= AUFGABE A =
Skaliere in den Datensätzen nur die Zeilen ab der Zeile mit "balcony in the photo above." bis einschließlich zum Ende der Datensätze, beide Enden inbegriffen. Gib diese Zeilen samt Aufforderungen erneut aus und multipliziere dabei jede Koordinate in den Antworten mit 1,45, gerundet auf ganze Zahlen, Halbe aufwärts.

= ANGEZEIGTER TEXT =
______________________________
Ergebnis: Noch weniger Menschen werden wählen gehen.

Die Parteien kommen mir mittlerweile so vor, als würden sie nur noch nach dem Kölner Spruch handeln:"Ett hätt scho immer jot jejange"
Die Frage ist, wielange geht dieses "Spiel" noch gut? Wann begreifen die Parteien endlich, dass sie das "Volk", also uns, nicht "vertreten", sondern unsere Bedürfnisse und Interessen ernst nehmen sollen? Wer engagiert sich denn noch in unseren Parteien? Wenn ich alle Parteien zusammenrechne, komme ich auf ca. eine Million Menschen, welche sich in Parteien überhaupt noch engagieren.Die grossen Parteien CDU und SPD haben nahezu seit 1980 die Hälfte ihrer Mitgliedschaft verloren, aber wurden Konsequenzen daraus gezogen?
Nein!
Wenn die Politik die Menschen nicht dort abholt, wo sie leben, in ihrem Alltag und ihren Bedürfnissen, wenn sie nicht kurz-, mittel- und langfristige politische Alternativen für die Zukunft unserer Gesellschaft abietet, sondern immer nur noch tagespolitisch REAGIERT, muss sie sich nicht wundern.
Willy Brandt hat seinerzeit die Wahl gewonnen mit dem Satz: "Mehr Demokratie wagen" und er hat vieles davon umgesetzt.

Scheinbar weiss das heute kaum noch jemand.
______________________________
= AUFGABE B =
Zähle alle Ausdrücke auf, die im Text über die Parteien in Anführungszeichen stehen.

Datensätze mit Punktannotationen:
______________________________
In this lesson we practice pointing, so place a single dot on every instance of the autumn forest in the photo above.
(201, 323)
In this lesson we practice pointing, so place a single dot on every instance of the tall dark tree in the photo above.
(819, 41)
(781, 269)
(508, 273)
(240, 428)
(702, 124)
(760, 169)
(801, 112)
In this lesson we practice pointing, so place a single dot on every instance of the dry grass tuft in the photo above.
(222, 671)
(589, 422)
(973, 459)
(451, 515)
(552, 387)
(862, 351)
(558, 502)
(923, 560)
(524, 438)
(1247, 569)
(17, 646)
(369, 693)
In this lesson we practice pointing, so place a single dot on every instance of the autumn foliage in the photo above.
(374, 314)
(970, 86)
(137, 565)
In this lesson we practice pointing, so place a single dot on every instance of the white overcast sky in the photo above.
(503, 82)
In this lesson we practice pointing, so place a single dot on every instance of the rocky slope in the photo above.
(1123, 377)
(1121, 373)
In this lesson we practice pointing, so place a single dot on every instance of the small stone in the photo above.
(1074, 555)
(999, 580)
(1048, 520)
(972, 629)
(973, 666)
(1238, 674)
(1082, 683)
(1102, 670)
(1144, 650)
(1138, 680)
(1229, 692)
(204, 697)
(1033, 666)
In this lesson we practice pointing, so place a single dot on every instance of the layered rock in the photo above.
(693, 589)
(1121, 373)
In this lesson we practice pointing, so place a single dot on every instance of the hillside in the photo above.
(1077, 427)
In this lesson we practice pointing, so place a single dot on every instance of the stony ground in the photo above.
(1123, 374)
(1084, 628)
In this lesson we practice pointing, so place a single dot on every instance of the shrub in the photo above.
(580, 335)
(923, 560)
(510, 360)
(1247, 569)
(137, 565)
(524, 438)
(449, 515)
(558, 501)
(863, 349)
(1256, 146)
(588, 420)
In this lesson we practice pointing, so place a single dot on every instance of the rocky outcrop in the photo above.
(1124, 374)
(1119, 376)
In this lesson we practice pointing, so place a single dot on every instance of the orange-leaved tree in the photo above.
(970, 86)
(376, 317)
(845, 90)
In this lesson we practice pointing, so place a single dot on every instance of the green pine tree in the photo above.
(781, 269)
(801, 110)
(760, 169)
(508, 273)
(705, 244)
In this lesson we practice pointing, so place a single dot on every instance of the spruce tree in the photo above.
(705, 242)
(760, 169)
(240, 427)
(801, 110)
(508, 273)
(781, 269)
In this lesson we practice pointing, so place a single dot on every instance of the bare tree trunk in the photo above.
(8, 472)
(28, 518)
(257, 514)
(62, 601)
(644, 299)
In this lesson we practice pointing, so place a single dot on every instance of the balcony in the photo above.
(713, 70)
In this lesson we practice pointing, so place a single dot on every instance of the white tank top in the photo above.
______________________________
= VOLLSTÄNDIGE ANTWORT A =
In this lesson we practice pointing, so place a single dot on every instance of the balcony in the photo above.
(1034, 102)
In this lesson we practice pointing, so place a single dot on every instance of the white tank top in the photo above.

= VOLLSTÄNDIGE ANTWORT B =
- Ett hätt scho immer jot jejange
- Spiel
- Volk
- vertreten
- Mehr Demokratie wagen